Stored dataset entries
#####
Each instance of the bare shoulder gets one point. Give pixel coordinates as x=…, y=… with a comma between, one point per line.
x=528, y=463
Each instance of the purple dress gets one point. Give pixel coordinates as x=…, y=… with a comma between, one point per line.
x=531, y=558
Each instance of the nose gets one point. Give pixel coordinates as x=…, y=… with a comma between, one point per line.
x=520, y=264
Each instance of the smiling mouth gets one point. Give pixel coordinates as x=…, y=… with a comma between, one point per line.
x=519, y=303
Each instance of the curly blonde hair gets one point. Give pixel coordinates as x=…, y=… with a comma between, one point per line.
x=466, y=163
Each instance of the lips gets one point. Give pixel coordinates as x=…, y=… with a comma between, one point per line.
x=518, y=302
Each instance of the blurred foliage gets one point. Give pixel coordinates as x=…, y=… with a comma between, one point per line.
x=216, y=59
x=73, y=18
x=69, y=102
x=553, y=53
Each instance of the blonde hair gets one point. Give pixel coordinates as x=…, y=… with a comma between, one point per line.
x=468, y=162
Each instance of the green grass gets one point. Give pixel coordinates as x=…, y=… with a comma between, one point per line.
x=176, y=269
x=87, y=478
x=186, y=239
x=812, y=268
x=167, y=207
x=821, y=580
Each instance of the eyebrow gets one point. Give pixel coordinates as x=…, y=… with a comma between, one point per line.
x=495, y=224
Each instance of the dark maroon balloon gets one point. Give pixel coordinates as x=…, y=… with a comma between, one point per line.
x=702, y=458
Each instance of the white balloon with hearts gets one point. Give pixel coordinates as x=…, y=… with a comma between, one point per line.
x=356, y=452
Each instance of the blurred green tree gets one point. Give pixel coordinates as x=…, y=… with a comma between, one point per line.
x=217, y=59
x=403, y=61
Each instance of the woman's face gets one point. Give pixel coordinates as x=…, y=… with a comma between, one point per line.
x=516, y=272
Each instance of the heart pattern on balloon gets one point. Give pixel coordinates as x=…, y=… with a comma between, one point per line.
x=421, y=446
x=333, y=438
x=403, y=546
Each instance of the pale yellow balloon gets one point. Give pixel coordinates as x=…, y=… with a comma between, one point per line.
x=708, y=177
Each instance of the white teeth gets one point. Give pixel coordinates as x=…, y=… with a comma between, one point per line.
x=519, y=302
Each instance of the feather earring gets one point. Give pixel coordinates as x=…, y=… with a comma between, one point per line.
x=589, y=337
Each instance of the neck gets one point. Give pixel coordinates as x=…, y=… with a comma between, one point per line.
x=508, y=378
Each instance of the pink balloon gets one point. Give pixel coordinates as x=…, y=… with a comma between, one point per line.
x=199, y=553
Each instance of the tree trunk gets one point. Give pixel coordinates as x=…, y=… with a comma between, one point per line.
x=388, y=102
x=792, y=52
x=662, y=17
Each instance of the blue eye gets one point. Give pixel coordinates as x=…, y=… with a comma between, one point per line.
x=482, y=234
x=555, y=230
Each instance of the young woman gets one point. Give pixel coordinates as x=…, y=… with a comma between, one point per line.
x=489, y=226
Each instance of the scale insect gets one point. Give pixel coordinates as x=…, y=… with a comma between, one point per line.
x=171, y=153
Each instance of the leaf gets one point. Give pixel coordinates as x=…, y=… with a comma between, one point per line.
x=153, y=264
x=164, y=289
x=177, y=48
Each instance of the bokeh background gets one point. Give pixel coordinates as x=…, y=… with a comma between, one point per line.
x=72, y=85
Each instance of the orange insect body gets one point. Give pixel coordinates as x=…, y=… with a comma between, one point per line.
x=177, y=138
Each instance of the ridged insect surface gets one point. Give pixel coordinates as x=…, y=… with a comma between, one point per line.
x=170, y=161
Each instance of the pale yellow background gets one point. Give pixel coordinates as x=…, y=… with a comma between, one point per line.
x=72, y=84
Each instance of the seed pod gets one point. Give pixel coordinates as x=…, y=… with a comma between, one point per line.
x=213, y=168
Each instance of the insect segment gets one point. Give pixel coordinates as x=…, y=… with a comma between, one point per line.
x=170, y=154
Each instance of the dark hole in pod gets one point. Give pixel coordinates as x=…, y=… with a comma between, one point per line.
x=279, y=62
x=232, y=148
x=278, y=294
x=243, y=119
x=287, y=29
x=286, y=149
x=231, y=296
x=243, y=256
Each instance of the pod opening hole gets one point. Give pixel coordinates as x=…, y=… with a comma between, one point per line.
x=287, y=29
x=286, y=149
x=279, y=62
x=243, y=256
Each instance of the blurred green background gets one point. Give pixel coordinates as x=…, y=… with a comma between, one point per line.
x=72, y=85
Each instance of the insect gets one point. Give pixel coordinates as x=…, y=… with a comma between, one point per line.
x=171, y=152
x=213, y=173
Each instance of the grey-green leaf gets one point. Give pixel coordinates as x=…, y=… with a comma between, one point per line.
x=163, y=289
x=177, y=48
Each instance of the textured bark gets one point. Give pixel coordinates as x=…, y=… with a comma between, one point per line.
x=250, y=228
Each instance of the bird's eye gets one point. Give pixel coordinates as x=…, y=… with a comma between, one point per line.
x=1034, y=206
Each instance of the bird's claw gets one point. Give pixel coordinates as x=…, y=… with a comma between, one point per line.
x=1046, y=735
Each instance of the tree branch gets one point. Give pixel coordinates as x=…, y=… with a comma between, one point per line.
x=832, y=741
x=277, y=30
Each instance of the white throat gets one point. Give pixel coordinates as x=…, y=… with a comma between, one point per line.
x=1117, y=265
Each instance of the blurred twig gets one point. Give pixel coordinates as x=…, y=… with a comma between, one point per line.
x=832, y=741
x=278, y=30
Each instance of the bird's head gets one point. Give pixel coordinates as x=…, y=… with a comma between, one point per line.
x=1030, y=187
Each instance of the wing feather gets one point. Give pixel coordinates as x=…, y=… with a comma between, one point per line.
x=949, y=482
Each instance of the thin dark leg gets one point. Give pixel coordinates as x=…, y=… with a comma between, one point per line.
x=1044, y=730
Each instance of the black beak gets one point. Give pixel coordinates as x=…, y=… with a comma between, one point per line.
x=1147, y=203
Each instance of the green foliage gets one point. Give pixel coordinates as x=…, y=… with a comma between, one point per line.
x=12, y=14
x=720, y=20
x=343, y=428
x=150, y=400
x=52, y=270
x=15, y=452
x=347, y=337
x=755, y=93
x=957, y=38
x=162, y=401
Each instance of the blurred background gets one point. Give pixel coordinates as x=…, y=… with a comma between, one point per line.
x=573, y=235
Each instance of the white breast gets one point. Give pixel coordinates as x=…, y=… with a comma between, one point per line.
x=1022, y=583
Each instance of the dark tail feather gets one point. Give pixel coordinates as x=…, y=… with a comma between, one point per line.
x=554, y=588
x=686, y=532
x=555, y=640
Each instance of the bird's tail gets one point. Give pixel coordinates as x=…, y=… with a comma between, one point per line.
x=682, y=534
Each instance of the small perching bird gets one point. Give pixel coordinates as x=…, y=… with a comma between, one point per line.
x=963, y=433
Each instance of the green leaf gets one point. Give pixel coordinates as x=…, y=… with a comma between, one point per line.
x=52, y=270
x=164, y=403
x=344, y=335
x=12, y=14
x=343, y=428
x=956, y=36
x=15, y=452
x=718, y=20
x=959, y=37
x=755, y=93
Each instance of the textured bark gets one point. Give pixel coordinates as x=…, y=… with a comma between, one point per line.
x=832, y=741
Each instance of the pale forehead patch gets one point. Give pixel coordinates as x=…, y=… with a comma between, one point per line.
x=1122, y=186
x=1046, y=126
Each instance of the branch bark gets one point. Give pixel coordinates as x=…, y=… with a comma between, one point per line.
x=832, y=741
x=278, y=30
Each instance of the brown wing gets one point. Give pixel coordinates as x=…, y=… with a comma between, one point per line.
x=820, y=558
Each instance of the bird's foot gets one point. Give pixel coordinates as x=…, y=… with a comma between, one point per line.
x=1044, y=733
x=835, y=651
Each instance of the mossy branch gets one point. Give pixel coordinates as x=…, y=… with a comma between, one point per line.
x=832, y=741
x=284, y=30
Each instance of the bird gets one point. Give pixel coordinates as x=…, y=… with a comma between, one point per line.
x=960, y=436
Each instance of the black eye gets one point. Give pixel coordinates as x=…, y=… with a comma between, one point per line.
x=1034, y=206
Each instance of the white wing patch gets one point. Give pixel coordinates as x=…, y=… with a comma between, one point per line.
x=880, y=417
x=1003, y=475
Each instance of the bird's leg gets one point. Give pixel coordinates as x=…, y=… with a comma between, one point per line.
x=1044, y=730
#####
◆ Task to carry out ◆
Please write out only the stretch from the start of the listing through the line containing "x=519, y=303", with the requests included. Scale every pixel coordinate in the answers by 1.7 and round each result to a whole number, rounding halves up.

◆ Full response ◆
Each instance of the bare shoulder gets one point. Give pixel coordinates as x=…, y=… with a comma between, one point per line.
x=898, y=787
Each instance of the purple dress gets one point. Give pixel coordinates as x=…, y=… with a comma between, one point per line.
x=903, y=949
Each instance of the nose gets one point. Give pixel coordinates as x=…, y=… with a comma between, one point per line.
x=884, y=449
Each instance of the smiling mouth gets one point. Give pixel coordinates as x=…, y=… with a comma between, one point per line.
x=882, y=515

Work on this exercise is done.